Greater Fort Worth Multifamily Weathered the 2nd Quarter Storm 

by Jordan Brooks, ALN

The second quarter was the first complete quarter in which COVID-19 and its associated response measures were in full force. As such, it provides the clearest picture yet of what the new economic reality looks like for multifamily.  

Using conventional properties of at least 50 units, let’s consider how the Greater Fort Worth area held up. 

Net Absorption and Average Occupancy 

Net absorption for the Greater Fort Worth region was 96% of that from the second quarter last year with more than 2,000 previously unoccupied units being leased in the quarter. To put that in some perspective, net absorption nationally was only about 25% of second quarter absorption from 2019. On the Greater Dallas side of the metroplex, net absorption was only about 80% that of the same period last year. Encouragingly, demand was spread fairly evenly across the Greater Fort Worth submarkets. 

Around 1,200 new units were delivered in the quarter, down from nearly 1,500 last year during the same time. This reduction was enough to offset the slight downtick in demand and average occupancy rose by 0.7% to 90% as a result. This occupancy improvement is the highest average occupancy increase in the second quarter in the last 3 years. There was one clear exception, though. In the Grapevine – Roanoke – Keller submarket, the location with the most new supply, more than 500 new units were enough to send average occupancy tumbling by 2.5% down to 82%. No other submarket suffered an average occupancy decline of even 0.25%.

**Records shown**
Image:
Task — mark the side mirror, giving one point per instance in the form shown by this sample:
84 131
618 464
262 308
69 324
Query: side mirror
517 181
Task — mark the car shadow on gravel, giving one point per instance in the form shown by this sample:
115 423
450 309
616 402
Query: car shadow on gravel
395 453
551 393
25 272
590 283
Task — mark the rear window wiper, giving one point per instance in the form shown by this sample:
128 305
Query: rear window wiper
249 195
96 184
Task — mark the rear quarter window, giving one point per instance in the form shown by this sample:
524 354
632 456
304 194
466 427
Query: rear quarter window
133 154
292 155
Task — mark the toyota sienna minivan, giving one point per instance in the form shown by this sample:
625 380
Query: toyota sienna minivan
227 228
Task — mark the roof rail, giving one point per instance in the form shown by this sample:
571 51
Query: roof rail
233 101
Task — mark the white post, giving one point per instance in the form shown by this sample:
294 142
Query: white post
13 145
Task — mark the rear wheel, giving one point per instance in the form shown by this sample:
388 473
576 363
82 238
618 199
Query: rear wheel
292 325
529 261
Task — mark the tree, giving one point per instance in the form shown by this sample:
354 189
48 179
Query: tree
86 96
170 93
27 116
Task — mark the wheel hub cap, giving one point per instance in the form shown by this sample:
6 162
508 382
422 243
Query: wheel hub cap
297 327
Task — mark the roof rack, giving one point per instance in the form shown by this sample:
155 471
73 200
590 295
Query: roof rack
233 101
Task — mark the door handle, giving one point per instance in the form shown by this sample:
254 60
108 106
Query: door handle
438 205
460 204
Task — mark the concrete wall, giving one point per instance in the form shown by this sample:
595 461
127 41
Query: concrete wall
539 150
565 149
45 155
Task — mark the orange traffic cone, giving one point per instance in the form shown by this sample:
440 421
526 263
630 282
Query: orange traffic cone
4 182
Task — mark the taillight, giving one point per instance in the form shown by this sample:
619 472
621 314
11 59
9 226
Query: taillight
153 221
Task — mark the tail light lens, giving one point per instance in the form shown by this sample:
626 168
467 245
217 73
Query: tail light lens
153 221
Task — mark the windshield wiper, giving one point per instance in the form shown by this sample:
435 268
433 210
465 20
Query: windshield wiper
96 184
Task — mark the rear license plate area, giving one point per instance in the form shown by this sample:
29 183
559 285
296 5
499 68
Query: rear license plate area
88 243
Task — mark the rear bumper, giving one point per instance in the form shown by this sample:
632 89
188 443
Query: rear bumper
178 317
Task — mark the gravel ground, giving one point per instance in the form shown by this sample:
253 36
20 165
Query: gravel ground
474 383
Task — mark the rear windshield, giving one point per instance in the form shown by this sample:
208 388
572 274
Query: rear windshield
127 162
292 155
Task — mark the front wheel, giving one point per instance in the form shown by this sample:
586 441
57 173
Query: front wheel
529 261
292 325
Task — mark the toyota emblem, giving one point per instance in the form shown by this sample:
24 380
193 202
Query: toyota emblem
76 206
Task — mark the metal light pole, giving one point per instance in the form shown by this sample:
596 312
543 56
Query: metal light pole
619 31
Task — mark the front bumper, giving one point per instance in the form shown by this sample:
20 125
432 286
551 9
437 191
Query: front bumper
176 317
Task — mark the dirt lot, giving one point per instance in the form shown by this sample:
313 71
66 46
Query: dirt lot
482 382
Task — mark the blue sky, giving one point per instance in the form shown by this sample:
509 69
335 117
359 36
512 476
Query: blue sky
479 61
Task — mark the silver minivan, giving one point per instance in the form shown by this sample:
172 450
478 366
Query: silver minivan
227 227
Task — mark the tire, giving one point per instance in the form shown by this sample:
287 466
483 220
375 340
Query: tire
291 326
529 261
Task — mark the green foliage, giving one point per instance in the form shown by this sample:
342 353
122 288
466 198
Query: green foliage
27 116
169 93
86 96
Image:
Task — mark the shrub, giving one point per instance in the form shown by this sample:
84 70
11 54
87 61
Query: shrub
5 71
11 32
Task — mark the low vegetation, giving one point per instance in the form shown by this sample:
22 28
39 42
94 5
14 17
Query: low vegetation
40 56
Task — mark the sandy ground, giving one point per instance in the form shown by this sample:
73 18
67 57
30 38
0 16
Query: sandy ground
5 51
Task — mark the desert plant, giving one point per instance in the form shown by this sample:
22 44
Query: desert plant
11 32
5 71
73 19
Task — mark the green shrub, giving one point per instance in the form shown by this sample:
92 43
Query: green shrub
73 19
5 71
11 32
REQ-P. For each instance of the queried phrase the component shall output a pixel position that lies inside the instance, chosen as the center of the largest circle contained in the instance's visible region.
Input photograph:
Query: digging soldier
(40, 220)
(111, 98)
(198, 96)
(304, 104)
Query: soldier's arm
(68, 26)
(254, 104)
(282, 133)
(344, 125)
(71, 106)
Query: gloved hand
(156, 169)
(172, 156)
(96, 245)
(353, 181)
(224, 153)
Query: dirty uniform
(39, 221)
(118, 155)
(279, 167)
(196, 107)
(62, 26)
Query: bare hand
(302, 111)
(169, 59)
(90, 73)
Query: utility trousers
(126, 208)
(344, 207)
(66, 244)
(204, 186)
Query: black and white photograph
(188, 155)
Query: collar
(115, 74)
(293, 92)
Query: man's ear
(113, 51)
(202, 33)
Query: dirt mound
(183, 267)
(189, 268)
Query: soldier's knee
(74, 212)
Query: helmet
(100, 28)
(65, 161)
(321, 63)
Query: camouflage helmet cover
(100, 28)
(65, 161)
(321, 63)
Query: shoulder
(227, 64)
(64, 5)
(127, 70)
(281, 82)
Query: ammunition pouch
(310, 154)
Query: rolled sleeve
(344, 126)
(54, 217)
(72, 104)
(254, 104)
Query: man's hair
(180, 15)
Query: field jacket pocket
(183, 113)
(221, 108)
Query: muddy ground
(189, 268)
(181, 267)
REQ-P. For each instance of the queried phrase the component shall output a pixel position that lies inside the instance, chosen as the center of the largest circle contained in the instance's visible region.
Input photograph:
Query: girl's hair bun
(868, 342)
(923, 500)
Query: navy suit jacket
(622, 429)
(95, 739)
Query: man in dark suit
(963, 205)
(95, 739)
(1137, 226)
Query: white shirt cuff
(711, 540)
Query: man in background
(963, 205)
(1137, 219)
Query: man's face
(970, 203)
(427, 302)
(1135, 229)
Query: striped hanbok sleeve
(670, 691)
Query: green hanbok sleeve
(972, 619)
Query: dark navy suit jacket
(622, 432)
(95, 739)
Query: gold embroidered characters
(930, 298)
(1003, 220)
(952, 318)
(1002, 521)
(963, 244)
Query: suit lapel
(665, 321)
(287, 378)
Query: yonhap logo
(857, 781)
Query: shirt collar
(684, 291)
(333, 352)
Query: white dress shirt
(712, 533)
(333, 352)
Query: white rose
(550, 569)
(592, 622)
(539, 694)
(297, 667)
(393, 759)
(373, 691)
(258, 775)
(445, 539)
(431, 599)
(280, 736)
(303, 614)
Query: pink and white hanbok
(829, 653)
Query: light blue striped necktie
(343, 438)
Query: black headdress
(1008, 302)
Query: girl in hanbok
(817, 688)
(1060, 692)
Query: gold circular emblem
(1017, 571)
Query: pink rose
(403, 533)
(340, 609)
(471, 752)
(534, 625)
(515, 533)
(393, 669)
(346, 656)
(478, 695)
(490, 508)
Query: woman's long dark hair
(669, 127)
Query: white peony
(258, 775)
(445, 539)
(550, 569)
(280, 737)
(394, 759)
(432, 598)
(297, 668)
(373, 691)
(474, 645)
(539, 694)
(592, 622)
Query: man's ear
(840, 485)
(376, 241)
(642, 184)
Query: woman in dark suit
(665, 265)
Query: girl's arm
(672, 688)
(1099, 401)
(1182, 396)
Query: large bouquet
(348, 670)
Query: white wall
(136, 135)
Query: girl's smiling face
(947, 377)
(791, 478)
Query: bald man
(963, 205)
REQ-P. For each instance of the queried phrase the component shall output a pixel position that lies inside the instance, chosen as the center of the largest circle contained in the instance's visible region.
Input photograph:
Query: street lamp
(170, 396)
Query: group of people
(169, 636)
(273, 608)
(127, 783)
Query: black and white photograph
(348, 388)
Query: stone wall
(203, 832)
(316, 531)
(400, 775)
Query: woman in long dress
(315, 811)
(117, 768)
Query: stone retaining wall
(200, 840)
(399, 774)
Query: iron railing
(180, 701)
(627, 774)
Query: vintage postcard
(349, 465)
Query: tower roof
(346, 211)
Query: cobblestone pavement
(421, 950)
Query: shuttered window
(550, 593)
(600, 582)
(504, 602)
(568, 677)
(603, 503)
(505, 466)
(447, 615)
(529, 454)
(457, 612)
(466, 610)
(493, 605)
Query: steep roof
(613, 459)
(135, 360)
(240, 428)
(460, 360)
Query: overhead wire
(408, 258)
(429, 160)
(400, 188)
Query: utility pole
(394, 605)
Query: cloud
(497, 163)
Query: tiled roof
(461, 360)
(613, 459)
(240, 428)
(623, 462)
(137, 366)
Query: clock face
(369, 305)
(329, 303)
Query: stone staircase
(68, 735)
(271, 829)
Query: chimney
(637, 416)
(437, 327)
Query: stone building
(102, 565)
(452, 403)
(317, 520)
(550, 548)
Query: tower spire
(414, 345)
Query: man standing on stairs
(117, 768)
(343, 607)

**Questions to answer**
1: In the article on Greater Fort Worth multifamily, condense the paragraph that begins "Around 1,200 new units were delivered" into a short bulleted list that keeps its main facts.
2: Continue the article on Greater Fort Worth multifamily from its last sentence, keeping its voice and focus.

**Answers for the exercise**
1:
- About 1,200 new units were delivered in the quarter, down from nearly 1,500 in the same period last year.
- That drop in supply offset a slight dip in demand, so average occupancy rose by 0.7% to 90%.
- This was the largest second-quarter average occupancy increase in the last 3 years.
- The exception was Grapevine – Roanoke – Keller, the submarket with the most new supply. More than 500 new units there pushed average occupancy down 2.5% to 82%.
- No other submarket saw an average occupancy decline of even 0.25%.

2:
Average Effective Rent and Concessions 

While average occupancy rose in the quarter more than in recent years, effective rent growth did take a hit. After a second quarter gain of right around 2% in both 2019 and 2018, average effective rent rose by 0.25% this year to end June at $1,104 per unit. While this is obviously a disappointing result when considered solely on the basis of previous performance, the fact that rent growth did not slide into negative territory as it did on the Greater Dallas side of the metroplex can be viewed as a small victory. 

One of the reasons rent growth remained in positive territory was a relatively minor move toward lease concessions compared to other markets. After an increase in availability of about 8% in the quarter, just under 30% of conventional properties were offering a discount at the end of June. For the most part, the submarkets that entered April with availability of discounts above the market average experienced slight declines in availability in the quarter. It was in the areas without much concession presence to begin with that contributed  to the growth in availability at the market level.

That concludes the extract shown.